======== Task data

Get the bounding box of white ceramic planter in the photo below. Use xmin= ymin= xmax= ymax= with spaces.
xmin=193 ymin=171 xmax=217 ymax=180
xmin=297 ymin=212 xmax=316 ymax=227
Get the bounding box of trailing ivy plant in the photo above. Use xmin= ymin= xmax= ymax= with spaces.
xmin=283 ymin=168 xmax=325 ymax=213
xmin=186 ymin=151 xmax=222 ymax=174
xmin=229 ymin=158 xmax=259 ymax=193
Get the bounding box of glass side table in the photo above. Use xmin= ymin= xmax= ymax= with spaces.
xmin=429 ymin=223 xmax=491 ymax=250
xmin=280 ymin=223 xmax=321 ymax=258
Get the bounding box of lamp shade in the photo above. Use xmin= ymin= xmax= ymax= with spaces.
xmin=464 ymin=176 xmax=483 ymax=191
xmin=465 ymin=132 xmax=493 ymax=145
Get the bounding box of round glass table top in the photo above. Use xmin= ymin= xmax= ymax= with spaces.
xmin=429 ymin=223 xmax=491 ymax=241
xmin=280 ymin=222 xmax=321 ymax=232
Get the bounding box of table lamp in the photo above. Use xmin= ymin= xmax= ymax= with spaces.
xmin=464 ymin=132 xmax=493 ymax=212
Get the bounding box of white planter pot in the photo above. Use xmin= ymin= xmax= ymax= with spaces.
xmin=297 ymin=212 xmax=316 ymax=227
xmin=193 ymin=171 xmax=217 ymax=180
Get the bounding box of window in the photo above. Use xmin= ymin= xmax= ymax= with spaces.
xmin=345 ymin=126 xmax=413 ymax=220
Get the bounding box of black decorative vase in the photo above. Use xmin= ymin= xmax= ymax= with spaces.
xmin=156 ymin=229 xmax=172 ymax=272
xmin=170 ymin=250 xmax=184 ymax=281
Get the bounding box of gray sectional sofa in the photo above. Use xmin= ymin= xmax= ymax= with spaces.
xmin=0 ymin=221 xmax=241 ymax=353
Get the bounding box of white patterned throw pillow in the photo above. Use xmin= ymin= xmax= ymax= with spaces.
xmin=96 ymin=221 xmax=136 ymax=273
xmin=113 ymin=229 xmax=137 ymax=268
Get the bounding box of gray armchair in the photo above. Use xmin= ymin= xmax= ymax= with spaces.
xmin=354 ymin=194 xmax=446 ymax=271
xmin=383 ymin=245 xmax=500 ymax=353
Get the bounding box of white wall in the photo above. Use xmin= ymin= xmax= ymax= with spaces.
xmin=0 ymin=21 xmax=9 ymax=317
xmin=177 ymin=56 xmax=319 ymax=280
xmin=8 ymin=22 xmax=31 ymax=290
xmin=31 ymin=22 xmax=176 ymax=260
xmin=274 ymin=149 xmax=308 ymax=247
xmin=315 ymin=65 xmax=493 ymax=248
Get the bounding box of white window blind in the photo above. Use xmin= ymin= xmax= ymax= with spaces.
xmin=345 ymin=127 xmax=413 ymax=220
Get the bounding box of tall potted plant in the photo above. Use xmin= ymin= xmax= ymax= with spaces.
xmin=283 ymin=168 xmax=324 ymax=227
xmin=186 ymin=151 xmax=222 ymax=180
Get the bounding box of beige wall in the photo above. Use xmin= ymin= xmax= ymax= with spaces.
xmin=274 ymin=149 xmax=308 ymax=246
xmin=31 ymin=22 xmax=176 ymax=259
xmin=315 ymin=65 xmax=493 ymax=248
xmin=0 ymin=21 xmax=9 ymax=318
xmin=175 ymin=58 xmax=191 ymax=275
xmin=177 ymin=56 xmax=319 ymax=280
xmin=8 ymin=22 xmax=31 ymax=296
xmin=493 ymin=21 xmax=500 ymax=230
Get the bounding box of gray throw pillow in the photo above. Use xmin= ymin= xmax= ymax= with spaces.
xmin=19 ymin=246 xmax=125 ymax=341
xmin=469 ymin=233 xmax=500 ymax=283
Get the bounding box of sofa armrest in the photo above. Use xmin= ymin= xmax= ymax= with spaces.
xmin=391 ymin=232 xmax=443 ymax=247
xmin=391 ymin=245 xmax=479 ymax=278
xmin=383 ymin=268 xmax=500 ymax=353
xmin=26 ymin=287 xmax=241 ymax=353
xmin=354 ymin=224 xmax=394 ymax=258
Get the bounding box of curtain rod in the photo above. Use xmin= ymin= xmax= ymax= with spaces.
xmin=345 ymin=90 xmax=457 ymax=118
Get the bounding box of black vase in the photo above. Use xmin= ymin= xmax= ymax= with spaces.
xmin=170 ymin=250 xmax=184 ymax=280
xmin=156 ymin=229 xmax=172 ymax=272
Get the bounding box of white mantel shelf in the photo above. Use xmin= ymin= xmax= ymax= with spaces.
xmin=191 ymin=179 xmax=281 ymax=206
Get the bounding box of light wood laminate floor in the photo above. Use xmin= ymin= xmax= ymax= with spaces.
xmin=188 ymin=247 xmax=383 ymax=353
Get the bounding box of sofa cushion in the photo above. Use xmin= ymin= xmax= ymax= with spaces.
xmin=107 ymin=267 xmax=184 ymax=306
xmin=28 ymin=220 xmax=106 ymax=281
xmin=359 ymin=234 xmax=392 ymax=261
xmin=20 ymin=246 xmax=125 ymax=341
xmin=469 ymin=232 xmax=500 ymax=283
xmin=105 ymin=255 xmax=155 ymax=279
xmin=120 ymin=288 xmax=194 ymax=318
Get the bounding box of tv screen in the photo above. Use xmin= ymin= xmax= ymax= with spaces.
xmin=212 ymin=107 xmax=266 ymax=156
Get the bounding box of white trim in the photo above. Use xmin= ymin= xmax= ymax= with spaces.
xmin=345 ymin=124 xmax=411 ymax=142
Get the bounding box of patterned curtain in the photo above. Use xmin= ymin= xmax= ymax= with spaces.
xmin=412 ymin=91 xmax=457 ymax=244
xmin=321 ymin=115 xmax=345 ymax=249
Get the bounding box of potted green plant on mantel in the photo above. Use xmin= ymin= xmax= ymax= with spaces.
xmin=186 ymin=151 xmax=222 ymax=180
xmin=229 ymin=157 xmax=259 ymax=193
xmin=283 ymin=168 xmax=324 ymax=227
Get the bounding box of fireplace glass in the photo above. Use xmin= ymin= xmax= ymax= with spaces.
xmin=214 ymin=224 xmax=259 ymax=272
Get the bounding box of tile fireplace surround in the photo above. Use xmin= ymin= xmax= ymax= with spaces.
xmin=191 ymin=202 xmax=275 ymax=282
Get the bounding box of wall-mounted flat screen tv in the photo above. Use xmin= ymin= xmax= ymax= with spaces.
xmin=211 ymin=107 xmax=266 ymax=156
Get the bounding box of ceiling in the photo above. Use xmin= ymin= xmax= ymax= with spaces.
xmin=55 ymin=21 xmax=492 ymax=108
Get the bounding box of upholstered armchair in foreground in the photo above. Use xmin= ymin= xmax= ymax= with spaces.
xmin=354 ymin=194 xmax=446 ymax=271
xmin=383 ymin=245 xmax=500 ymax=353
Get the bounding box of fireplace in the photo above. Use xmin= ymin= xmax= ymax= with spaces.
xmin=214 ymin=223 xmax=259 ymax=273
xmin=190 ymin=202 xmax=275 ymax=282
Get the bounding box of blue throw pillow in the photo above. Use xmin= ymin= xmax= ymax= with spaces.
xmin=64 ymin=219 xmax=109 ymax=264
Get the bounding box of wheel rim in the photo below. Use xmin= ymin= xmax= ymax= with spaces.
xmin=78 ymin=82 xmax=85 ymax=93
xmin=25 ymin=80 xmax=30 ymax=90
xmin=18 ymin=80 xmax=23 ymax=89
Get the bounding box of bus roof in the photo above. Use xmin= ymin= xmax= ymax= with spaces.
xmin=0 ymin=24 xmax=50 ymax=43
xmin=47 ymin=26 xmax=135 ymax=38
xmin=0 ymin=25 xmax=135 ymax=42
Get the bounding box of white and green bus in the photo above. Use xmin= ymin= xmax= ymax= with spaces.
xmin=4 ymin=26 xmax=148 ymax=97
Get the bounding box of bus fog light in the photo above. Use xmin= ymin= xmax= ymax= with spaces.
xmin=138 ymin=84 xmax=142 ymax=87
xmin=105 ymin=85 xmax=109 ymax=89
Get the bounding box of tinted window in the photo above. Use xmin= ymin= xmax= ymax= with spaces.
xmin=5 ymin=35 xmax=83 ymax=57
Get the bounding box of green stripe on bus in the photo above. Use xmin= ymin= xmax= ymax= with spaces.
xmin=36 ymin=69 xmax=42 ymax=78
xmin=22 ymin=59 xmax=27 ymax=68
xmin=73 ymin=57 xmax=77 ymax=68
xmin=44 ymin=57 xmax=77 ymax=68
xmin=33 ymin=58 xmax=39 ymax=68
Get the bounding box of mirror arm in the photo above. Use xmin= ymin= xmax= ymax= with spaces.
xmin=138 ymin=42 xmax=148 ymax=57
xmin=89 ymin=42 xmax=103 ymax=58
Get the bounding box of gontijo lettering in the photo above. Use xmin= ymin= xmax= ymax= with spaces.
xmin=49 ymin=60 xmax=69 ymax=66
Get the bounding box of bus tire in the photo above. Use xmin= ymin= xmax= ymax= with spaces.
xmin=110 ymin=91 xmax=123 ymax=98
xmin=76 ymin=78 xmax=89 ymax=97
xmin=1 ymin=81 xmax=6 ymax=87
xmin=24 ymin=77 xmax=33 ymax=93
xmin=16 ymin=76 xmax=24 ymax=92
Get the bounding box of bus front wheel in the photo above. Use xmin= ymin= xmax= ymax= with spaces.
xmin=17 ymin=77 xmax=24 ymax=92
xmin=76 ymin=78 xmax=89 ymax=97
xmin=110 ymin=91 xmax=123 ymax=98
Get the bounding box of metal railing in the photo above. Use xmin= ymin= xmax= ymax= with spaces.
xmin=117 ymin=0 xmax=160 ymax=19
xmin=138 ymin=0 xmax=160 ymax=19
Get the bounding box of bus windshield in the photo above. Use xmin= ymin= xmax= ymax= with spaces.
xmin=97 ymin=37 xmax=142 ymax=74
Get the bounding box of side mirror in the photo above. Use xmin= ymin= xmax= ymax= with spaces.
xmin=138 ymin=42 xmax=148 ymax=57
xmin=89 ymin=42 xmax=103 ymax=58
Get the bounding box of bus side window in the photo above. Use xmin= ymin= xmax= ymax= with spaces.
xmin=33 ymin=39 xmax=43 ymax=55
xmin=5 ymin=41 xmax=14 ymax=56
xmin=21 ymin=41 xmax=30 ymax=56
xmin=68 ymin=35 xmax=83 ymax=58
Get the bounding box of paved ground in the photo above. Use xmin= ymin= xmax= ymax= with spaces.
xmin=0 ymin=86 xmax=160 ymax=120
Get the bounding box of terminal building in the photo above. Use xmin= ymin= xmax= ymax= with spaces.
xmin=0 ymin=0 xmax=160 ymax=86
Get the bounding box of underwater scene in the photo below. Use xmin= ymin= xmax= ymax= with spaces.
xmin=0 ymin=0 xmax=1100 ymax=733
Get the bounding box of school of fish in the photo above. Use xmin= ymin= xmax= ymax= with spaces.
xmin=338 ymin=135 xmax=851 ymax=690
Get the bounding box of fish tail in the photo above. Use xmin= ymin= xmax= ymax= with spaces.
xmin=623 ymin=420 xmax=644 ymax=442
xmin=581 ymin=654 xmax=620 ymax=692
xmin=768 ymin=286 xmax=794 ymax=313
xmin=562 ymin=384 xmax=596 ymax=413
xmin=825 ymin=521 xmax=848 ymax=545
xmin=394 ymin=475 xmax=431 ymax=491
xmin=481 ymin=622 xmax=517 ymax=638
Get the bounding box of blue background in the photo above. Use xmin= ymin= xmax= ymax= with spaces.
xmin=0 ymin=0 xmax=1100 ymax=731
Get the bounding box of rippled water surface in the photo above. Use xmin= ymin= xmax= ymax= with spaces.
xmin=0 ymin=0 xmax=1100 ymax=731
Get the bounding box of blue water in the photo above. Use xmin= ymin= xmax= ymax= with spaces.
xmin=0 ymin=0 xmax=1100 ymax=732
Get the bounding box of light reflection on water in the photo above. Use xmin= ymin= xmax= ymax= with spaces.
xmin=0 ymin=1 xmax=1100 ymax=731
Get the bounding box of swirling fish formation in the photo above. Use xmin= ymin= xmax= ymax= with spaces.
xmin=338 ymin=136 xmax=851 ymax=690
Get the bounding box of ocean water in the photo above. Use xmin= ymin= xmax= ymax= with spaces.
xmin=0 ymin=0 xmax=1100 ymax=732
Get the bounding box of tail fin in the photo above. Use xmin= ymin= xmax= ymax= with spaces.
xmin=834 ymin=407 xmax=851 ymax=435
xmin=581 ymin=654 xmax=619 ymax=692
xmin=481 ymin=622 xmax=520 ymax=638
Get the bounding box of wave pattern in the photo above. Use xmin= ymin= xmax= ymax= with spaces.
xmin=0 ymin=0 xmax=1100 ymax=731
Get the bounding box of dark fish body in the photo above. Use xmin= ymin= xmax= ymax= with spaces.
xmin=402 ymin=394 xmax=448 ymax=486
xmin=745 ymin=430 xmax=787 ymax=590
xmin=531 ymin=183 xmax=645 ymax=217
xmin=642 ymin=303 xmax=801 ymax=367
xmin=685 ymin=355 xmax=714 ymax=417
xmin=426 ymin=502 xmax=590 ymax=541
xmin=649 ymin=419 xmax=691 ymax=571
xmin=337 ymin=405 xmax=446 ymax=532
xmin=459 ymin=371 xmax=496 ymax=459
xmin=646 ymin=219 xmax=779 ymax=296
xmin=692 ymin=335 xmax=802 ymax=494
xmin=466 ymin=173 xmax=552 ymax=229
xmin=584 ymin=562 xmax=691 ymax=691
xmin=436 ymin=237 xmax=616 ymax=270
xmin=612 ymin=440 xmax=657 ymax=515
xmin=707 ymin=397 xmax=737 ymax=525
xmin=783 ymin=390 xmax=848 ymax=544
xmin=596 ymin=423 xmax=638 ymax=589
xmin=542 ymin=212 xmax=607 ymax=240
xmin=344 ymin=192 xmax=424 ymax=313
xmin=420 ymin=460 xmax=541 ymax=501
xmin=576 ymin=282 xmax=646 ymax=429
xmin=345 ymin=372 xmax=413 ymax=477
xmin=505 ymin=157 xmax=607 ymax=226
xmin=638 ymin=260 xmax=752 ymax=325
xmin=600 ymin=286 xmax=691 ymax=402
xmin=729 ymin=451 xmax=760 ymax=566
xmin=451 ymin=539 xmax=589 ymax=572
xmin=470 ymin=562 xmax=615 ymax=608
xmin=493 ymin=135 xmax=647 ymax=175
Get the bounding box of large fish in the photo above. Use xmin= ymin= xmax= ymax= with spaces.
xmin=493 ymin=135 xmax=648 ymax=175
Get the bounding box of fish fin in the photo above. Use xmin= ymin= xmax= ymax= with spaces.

================

• _Set exercise_
Output the lines from the start of the entries above through the line with "xmin=465 ymin=132 xmax=493 ymax=145", including that line, as a JSON list of strings with one string per line. Leave out any blank lines.

• _The reply_
[
  "Get the bounding box of white ceramic planter in the photo below. Use xmin= ymin= xmax= ymax= with spaces.",
  "xmin=193 ymin=171 xmax=217 ymax=180",
  "xmin=297 ymin=212 xmax=316 ymax=227",
  "Get the bounding box of trailing ivy plant in the photo above. Use xmin= ymin= xmax= ymax= with spaces.",
  "xmin=283 ymin=168 xmax=325 ymax=213",
  "xmin=186 ymin=151 xmax=222 ymax=174",
  "xmin=229 ymin=158 xmax=259 ymax=193",
  "Get the bounding box of glass side table in the photo above. Use xmin= ymin= xmax= ymax= with spaces.",
  "xmin=429 ymin=223 xmax=491 ymax=250",
  "xmin=280 ymin=223 xmax=321 ymax=258",
  "Get the bounding box of lamp shade in the photo above. Use xmin= ymin= xmax= ymax= with spaces.",
  "xmin=464 ymin=176 xmax=483 ymax=191",
  "xmin=465 ymin=132 xmax=493 ymax=145"
]